◆ YOUR TASK
Everything from the line containing "the tree trunk." through the final line of the records must be transcribed verbatim; nothing else belongs in the result.

◆ RECORD SET
□ □ □

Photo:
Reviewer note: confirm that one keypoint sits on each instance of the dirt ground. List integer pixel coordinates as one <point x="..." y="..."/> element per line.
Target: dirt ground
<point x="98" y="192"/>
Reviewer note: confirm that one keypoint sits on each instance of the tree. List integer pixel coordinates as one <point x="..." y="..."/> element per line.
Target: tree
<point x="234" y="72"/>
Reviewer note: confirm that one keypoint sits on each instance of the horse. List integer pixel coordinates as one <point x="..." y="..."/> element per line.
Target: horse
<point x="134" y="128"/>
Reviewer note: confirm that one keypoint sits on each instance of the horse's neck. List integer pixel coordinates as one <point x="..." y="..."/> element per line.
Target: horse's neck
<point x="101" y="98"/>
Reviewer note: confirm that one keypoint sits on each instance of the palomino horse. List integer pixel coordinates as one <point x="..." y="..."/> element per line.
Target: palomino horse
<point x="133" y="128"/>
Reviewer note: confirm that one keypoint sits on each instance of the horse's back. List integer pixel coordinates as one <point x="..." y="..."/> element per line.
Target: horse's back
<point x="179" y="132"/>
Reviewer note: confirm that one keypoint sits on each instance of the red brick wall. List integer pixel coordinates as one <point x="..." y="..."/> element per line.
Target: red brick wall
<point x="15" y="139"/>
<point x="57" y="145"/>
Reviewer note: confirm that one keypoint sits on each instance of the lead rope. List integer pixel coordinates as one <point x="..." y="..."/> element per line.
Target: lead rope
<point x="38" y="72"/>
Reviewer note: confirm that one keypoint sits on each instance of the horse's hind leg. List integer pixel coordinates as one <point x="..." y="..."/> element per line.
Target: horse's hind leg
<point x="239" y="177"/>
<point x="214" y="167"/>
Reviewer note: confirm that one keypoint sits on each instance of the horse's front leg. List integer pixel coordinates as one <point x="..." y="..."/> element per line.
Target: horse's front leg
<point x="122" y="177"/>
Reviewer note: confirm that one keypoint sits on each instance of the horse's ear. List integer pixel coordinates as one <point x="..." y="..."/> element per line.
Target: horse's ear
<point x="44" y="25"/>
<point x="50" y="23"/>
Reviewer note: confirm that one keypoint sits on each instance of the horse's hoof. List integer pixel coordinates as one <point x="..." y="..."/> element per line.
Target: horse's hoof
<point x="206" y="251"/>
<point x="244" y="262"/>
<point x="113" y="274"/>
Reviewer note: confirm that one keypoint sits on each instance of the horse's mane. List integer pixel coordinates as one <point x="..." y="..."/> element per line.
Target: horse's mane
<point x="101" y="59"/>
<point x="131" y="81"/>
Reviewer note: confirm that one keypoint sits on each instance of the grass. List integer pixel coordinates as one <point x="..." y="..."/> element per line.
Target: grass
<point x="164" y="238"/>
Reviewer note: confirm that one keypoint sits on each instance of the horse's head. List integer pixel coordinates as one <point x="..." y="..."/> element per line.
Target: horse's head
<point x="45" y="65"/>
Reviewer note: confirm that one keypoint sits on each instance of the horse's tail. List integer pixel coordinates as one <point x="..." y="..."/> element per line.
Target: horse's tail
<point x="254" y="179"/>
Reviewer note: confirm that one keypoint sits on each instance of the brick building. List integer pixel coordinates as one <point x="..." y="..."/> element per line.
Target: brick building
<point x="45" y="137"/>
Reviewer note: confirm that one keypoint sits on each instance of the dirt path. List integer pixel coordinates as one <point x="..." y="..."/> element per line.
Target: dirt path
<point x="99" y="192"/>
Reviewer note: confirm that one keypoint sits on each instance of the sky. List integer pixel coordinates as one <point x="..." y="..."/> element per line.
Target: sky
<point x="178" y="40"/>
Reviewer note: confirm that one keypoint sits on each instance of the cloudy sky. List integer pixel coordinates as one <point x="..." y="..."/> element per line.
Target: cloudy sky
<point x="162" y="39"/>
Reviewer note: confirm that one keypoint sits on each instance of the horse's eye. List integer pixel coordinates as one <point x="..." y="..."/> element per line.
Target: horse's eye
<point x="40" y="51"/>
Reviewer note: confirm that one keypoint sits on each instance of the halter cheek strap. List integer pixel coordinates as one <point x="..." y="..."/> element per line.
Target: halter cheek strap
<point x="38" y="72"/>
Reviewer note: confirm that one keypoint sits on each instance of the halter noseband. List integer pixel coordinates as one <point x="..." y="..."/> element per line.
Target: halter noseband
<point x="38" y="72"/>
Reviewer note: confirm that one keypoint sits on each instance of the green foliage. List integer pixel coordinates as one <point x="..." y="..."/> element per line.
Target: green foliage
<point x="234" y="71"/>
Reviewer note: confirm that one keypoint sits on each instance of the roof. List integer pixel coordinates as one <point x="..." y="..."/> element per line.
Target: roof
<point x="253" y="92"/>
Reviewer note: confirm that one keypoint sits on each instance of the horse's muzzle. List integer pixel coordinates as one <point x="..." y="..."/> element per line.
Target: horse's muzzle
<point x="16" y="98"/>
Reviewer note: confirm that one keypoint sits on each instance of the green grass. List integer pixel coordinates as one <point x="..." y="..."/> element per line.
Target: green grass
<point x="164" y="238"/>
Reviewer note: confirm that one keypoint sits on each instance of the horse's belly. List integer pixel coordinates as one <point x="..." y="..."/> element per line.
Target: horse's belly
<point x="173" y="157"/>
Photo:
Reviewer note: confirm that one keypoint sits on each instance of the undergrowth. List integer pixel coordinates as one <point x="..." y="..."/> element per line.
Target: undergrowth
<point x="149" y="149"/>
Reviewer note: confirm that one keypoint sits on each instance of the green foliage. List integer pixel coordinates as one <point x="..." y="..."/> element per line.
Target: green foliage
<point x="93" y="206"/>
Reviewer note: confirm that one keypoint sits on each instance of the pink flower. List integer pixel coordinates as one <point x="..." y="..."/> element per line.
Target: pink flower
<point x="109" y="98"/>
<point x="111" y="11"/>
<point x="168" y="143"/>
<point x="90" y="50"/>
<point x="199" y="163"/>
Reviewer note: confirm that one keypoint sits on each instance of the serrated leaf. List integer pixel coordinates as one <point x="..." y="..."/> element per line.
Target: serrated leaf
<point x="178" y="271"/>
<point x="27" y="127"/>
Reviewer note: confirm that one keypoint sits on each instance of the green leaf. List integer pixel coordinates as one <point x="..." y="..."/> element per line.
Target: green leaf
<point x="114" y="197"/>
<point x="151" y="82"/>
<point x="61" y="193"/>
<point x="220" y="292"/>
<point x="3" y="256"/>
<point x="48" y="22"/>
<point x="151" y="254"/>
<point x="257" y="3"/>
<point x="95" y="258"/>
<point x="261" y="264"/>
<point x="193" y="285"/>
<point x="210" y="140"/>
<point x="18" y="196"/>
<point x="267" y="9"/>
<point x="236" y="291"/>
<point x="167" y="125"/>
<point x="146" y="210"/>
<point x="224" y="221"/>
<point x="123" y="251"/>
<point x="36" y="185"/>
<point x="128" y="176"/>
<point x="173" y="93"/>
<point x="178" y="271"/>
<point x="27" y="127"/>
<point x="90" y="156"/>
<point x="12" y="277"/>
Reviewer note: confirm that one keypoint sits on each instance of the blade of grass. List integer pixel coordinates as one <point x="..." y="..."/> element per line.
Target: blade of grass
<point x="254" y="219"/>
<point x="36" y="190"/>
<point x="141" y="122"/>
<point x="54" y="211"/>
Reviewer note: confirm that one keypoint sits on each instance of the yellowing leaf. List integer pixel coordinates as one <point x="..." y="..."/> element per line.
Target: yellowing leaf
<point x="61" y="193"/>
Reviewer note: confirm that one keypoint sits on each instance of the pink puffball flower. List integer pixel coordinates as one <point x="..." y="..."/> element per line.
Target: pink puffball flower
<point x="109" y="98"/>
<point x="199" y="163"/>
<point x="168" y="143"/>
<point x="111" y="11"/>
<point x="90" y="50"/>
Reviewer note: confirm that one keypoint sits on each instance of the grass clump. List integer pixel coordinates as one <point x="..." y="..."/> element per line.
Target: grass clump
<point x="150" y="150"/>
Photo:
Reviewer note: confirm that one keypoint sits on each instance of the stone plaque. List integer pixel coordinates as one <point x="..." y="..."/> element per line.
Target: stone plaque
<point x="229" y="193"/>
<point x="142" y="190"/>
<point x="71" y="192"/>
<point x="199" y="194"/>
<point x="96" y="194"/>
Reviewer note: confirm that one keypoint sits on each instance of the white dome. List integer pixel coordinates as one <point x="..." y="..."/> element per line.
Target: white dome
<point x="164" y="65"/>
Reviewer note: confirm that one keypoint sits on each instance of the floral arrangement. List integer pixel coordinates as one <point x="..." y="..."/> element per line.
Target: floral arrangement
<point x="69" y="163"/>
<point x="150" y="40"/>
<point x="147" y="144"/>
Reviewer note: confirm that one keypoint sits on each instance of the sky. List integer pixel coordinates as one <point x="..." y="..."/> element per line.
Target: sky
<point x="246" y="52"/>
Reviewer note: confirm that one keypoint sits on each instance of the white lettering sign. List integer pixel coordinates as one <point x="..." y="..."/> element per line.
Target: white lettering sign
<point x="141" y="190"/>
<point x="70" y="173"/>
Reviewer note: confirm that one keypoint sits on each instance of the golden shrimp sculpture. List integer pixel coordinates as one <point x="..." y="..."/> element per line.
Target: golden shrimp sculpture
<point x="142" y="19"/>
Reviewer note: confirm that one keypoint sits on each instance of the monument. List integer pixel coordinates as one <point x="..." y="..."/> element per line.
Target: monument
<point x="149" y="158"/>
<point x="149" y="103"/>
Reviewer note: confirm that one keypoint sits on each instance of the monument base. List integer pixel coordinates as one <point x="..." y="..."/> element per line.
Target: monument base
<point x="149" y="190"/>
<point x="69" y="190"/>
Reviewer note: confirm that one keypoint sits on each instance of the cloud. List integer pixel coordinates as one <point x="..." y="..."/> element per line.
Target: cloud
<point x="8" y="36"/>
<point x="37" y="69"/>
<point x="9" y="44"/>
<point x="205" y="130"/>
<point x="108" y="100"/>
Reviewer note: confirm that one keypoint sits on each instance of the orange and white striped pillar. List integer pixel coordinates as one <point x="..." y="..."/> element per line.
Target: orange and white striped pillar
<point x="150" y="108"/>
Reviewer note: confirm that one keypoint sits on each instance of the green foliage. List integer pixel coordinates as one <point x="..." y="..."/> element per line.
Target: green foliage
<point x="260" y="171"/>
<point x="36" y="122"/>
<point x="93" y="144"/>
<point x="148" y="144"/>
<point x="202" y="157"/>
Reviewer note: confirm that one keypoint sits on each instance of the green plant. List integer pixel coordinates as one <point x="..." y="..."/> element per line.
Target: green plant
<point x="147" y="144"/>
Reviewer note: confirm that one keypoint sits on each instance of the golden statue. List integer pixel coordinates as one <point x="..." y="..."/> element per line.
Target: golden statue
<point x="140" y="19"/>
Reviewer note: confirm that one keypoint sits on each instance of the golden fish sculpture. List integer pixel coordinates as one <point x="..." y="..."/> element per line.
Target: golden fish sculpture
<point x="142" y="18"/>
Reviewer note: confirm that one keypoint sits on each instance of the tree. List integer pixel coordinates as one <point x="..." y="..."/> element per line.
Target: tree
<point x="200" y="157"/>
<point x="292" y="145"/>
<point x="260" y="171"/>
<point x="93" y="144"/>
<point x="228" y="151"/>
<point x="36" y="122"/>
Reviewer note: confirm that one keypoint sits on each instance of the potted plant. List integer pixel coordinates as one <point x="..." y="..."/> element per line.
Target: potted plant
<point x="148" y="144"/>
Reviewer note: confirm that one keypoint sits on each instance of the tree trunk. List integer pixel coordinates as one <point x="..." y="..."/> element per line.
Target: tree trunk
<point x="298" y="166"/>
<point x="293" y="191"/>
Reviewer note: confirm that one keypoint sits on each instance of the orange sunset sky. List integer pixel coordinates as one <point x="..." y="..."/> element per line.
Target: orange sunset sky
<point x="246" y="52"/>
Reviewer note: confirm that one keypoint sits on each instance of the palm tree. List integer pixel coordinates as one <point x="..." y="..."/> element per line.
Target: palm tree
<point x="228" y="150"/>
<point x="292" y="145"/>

□ □ □

◆ ANSWER IN FULL
Reviewer note: confirm that one keypoint sits on each instance of the tree trunk. List integer pixel coordinates as one <point x="..." y="..."/> element per line.
Target: tree trunk
<point x="298" y="166"/>
<point x="293" y="191"/>
Reviewer note: confirm that one keypoint sits on each instance of the orange sunset sky. List integer pixel coordinates as one <point x="..." y="..."/> element per line.
Target: orange sunset sky
<point x="246" y="52"/>
Reviewer note: confirm that one keypoint sits on each instance of the palm tree. List integer pixel coordinates as one <point x="..." y="..."/> element per line.
Target: palm tree
<point x="228" y="150"/>
<point x="292" y="145"/>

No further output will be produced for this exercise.